## [What the task requires]
Write out every one of the following rows word for word, leaving out the pictures.

Start of Input data

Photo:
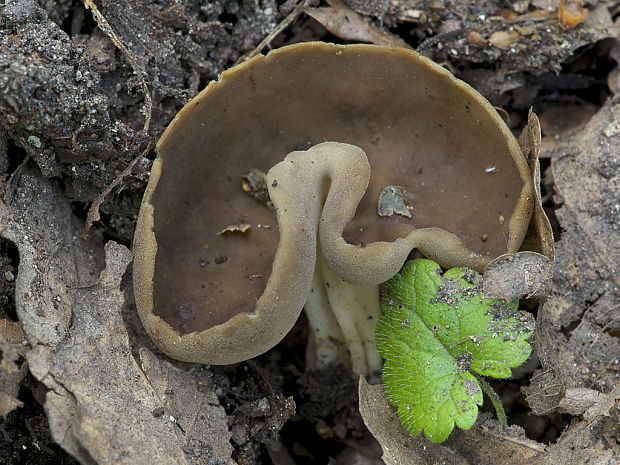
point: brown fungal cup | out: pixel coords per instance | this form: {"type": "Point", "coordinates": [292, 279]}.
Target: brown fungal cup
{"type": "Point", "coordinates": [410, 137]}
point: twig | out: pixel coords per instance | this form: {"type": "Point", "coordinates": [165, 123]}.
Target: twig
{"type": "Point", "coordinates": [286, 22]}
{"type": "Point", "coordinates": [93, 211]}
{"type": "Point", "coordinates": [497, 402]}
{"type": "Point", "coordinates": [140, 71]}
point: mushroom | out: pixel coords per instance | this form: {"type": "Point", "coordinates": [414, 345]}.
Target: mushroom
{"type": "Point", "coordinates": [387, 152]}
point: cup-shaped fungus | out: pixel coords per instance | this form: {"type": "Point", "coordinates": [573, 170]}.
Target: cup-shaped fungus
{"type": "Point", "coordinates": [387, 152]}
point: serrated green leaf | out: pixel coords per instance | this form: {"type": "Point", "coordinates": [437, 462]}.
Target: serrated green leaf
{"type": "Point", "coordinates": [435, 331]}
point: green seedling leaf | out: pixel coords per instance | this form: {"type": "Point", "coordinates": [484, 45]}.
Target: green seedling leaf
{"type": "Point", "coordinates": [438, 332]}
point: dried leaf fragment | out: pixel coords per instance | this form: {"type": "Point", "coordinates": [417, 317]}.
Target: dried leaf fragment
{"type": "Point", "coordinates": [504, 39]}
{"type": "Point", "coordinates": [255, 185]}
{"type": "Point", "coordinates": [513, 276]}
{"type": "Point", "coordinates": [392, 202]}
{"type": "Point", "coordinates": [571, 13]}
{"type": "Point", "coordinates": [234, 228]}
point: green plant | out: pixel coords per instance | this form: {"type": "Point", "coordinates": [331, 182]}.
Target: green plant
{"type": "Point", "coordinates": [438, 336]}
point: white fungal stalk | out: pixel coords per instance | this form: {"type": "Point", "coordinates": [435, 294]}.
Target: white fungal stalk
{"type": "Point", "coordinates": [342, 318]}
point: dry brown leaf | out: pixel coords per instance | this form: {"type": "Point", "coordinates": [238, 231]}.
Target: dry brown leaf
{"type": "Point", "coordinates": [102, 406]}
{"type": "Point", "coordinates": [591, 440]}
{"type": "Point", "coordinates": [346, 24]}
{"type": "Point", "coordinates": [571, 13]}
{"type": "Point", "coordinates": [530, 141]}
{"type": "Point", "coordinates": [528, 273]}
{"type": "Point", "coordinates": [575, 327]}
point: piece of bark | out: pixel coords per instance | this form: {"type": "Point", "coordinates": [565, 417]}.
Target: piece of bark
{"type": "Point", "coordinates": [101, 405]}
{"type": "Point", "coordinates": [13, 368]}
{"type": "Point", "coordinates": [575, 327]}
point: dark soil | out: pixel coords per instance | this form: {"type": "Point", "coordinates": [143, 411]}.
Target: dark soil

End of Input data

## [Worked solution]
Photo:
point: brown fungal cup | out: pixel coords per instance | this form: {"type": "Point", "coordinates": [292, 279]}.
Target: brown fungal cup
{"type": "Point", "coordinates": [410, 137]}
point: twig | out: pixel coords per instance | this form: {"type": "Point", "coordinates": [165, 123]}.
Target: twig
{"type": "Point", "coordinates": [286, 22]}
{"type": "Point", "coordinates": [93, 211]}
{"type": "Point", "coordinates": [497, 402]}
{"type": "Point", "coordinates": [140, 71]}
point: mushroom | out: pixel coords per instance | this form: {"type": "Point", "coordinates": [414, 345]}.
Target: mushroom
{"type": "Point", "coordinates": [387, 152]}
point: cup-shaped fungus | out: pixel coords per instance | this form: {"type": "Point", "coordinates": [573, 170]}.
Target: cup-shaped fungus
{"type": "Point", "coordinates": [387, 152]}
point: serrated green leaf | out: pixel coords per instance | this form: {"type": "Point", "coordinates": [437, 462]}.
Target: serrated green leaf
{"type": "Point", "coordinates": [435, 331]}
point: green seedling leaf | out: pixel coords per instance | this form: {"type": "Point", "coordinates": [484, 45]}.
Target: green seedling leaf
{"type": "Point", "coordinates": [438, 332]}
point: dried leaf fragment | out: pixel coords per instance | this form: {"type": "Point", "coordinates": [417, 317]}.
Target: dried leaf fragment
{"type": "Point", "coordinates": [504, 39]}
{"type": "Point", "coordinates": [255, 185]}
{"type": "Point", "coordinates": [513, 276]}
{"type": "Point", "coordinates": [392, 202]}
{"type": "Point", "coordinates": [571, 13]}
{"type": "Point", "coordinates": [234, 228]}
point: green plant | out: pixel coords per instance | this form: {"type": "Point", "coordinates": [331, 182]}.
Target: green plant
{"type": "Point", "coordinates": [438, 336]}
point: white fungal stalk | out: pixel coords per instance | this form: {"type": "Point", "coordinates": [435, 294]}.
Target: white fungal stalk
{"type": "Point", "coordinates": [342, 318]}
point: dry brown leaf | out: pixel coords per instance | this form: {"type": "Point", "coordinates": [238, 231]}.
Target: dry brown leaf
{"type": "Point", "coordinates": [102, 406]}
{"type": "Point", "coordinates": [591, 440]}
{"type": "Point", "coordinates": [346, 24]}
{"type": "Point", "coordinates": [571, 13]}
{"type": "Point", "coordinates": [530, 141]}
{"type": "Point", "coordinates": [528, 273]}
{"type": "Point", "coordinates": [575, 327]}
point: piece of bark | out: pixel coords per instance | this form: {"type": "Point", "coordinates": [565, 417]}.
Target: piece of bark
{"type": "Point", "coordinates": [101, 405]}
{"type": "Point", "coordinates": [13, 368]}
{"type": "Point", "coordinates": [575, 327]}
point: dark soil | out: pixel coords per instance | this form: {"type": "Point", "coordinates": [143, 411]}.
Target: dark soil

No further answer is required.